## SET OF TASKS
1 > Say whether each statement agrees with the transcript on the ESA final rules. Answer yes or no and quote the deciding words exactly: (a) The agencies may weigh costs when deciding to list a species. (b) Whether a species is endangered or threatened is determined from five factors. (c) The agency will still report costs in appropriate cases.
2 > Rewrite the transcript on the ESA final rules from "Daren Bakst:  Thank" to "about that myth?", changing "media reports" to "news stories".
3 > Continue the transcript on the ESA final rules from where it stops.

──────── PASSAGE SHOWN

Daren Bakst:  Thank you, Jonathan. So there are, I think, like three criticisms that I keep reading about and hearing about regarding the ESA final rules, and I think you addressed a lot of these, but I want to just kind of go through each of them and see what you said. One of the first ones and the ones I see a lot is that there's these media reports that the rules are going to allow the government to take costs into consideration when listing species. And it's just everywhere. It doesn't seem accurate. What do you think about that myth?

 

Jonathan Wood:  Yeah, that's probably been the most widely reported myth about the new rules. The reality is that the Fish and Wildlife Service and the National Marine Fisheries Service can't take costs into account in making a listing decision, and there's no regulation they could ever issue to allow them to do so. Under the statue, you have to determine whether a species is endangered or threatened based on five factors, none of which entail costs. And the courts have long held that costs are not a relevant factor, that whether a species -- the threats facing a species are purely scientific. So the agency acknowledges in the rule it will not consider costs. It will continue to list species the same way it has in the past, but it will nonetheless report those costs in appropriate cases.

────────────────
──────── DATASET EXTRACT

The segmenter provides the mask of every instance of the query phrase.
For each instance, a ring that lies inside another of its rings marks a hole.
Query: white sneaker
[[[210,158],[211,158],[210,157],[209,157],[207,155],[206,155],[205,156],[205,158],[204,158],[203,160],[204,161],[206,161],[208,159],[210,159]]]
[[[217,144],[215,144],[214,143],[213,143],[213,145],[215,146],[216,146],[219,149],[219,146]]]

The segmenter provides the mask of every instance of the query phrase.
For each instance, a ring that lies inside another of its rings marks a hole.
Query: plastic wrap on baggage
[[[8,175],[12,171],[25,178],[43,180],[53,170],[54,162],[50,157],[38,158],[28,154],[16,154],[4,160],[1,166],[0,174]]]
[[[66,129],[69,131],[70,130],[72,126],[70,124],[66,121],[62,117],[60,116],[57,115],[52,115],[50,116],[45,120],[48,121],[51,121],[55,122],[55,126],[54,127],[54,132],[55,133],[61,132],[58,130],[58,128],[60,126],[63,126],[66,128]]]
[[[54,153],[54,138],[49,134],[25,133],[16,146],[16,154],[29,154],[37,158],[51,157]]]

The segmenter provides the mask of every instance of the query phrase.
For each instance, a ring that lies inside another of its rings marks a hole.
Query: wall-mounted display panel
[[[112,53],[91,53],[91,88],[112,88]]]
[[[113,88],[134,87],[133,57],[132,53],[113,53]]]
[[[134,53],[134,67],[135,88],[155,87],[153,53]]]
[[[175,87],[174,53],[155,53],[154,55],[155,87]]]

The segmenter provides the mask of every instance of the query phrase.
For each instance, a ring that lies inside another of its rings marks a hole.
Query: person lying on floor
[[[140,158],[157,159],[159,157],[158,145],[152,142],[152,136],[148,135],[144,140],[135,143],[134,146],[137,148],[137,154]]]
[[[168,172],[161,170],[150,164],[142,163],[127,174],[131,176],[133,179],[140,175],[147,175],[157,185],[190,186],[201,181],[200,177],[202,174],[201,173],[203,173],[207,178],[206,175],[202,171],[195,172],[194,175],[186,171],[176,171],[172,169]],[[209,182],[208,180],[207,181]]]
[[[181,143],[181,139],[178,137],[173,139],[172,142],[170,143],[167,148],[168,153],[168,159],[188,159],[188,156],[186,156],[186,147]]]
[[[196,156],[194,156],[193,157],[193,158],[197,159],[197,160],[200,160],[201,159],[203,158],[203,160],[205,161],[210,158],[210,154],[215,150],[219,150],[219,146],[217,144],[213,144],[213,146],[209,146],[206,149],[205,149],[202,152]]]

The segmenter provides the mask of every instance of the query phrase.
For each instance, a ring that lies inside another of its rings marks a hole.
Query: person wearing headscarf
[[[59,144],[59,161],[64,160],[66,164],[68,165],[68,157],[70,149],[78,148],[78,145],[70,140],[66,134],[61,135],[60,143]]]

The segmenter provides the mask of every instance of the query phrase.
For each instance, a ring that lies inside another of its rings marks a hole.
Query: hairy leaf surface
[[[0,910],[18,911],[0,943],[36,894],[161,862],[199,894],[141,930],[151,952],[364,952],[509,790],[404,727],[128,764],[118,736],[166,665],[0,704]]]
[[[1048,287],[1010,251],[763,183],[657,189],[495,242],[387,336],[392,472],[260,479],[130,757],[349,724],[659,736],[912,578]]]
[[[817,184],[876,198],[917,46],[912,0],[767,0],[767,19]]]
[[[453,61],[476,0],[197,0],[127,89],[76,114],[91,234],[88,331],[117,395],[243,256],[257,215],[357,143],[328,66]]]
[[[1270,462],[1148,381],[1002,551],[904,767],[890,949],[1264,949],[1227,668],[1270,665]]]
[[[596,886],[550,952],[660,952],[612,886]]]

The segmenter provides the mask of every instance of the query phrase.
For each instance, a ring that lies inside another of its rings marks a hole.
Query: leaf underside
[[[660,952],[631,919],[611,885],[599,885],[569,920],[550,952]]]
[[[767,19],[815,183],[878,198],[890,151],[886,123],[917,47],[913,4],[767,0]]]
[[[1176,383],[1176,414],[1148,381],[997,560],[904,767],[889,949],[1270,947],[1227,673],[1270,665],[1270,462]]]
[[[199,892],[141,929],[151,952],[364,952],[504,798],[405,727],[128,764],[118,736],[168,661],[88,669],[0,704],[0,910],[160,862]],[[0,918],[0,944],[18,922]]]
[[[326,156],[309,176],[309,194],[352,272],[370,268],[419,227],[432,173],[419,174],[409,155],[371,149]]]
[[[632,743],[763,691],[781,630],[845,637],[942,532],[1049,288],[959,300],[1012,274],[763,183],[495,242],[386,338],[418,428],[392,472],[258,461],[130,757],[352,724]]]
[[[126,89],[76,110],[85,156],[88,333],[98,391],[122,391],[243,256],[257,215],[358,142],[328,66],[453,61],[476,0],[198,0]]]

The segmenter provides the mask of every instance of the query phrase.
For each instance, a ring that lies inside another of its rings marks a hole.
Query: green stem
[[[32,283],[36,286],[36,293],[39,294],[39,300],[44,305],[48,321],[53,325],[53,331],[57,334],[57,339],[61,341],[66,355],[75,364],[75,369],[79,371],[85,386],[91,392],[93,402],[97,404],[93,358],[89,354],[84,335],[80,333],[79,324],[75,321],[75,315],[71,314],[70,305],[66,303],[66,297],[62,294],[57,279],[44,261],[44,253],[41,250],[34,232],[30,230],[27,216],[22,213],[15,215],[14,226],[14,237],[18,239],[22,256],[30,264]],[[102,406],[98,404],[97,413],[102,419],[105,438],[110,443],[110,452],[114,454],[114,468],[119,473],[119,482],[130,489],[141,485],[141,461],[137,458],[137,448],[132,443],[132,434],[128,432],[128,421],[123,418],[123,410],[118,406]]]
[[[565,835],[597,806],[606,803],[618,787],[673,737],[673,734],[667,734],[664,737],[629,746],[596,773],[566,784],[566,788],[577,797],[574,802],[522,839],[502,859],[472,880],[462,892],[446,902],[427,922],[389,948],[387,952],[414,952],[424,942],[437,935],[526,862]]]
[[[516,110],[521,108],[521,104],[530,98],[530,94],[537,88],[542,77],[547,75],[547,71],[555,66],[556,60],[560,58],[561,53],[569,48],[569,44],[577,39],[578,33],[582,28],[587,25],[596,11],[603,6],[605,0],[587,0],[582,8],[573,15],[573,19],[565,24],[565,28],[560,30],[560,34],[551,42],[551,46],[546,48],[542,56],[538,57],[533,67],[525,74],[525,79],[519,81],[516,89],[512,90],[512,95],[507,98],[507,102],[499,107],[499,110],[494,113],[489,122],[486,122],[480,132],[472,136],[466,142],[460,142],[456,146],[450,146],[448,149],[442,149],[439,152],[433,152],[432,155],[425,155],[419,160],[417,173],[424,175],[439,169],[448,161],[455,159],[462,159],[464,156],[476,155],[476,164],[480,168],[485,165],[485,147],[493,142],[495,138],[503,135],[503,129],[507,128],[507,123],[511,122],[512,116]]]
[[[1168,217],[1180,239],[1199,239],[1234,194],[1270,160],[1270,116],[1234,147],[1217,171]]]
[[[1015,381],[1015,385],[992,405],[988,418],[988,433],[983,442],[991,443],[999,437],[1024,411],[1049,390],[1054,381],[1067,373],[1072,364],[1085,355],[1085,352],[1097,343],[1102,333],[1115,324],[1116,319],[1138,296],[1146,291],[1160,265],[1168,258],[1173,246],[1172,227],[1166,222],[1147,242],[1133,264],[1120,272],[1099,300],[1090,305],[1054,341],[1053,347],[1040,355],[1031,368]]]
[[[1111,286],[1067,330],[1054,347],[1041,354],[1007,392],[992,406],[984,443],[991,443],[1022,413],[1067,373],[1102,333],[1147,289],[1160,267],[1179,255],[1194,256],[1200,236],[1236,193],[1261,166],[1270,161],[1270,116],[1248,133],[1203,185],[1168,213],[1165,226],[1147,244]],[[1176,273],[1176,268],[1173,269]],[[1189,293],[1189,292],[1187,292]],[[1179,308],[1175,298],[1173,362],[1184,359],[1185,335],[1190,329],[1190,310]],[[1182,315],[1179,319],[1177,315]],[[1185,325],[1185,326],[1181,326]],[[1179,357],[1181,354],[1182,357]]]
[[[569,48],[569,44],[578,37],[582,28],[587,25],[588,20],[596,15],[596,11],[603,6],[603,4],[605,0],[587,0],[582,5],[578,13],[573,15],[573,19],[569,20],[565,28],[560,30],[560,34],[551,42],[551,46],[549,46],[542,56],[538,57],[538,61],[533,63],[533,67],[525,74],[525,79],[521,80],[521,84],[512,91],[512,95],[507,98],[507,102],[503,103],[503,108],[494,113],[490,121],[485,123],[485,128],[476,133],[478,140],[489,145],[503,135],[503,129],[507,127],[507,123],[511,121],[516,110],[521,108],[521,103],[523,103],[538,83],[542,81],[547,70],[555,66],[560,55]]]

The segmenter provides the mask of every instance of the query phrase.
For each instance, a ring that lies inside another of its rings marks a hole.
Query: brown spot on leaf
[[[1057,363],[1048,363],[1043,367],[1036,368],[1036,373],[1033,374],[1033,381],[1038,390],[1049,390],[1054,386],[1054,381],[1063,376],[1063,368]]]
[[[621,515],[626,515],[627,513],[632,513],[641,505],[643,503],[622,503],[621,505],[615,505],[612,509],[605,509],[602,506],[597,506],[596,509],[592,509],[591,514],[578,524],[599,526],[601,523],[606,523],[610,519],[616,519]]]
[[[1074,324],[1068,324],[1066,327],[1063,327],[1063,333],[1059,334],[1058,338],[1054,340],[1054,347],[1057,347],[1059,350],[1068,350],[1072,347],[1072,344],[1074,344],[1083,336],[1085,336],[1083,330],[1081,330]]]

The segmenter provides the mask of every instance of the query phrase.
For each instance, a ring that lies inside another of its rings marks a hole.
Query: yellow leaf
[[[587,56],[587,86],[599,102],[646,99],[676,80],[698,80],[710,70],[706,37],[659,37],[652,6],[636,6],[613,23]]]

────────────────

## RESPONSES IN ORDER
1 >
(a) No: "can't take costs into account in making a listing decision"
(b) Yes: "based on five factors, none of which entail costs"
(c) Yes: "it will nonetheless report those costs in appropriate cases"

2 >
Daren Bakst:  Thank you, Jonathan. So there are, I think, like three criticisms that I keep reading about and hearing about regarding the ESA final rules, and I think you addressed a lot of these, but I want to just kind of go through each of them and see what you said. One of the first ones and the ones I see a lot is that there's these news stories that the rules are going to allow the government to take costs into consideration when listing species. And it's just everywhere. It doesn't seem accurate. What do you think about that myth?

3 >
 

      As I said, that won't affect the listing decision. It's motivated partly by transparency and partly by public policy or political concern, the idea that if the public is better informed about economic impacts, it might affect support or possible reforms to the Endangered Species Act. I've heard a lot of environmental groups are concerned that this will basically tilt the scales against the Endangered Species Act by reporting exceedingly high numbers.

 

      I'm a little skeptical of that risk given that there are other provisions of the act that require cost-benefit analysis and routinely result in extremely high numbers. There was a fish on the west coast several years ago that had critical habitat designated for it that was expected to cost $600 million a year to protect, and that didn't undermine public support for the Endangered Species Act. In reality, the biggest effect of that change will be to better inform not only public but also policy folks who are interested in what kind of reforms might lower the cost of the Endangered Species Act and make it more effective.

 

Daren Bakst:  And actually, the EPA does something pretty similar when it comes to setting the national ambient air quality standards because they're not supposed to consider anything other than the science. But they kind of inform the public about the costs and the benefits. At least allegedly, they don't take this into consideration when establishing the standards. So it's not like there's anything particularly novel about this idea.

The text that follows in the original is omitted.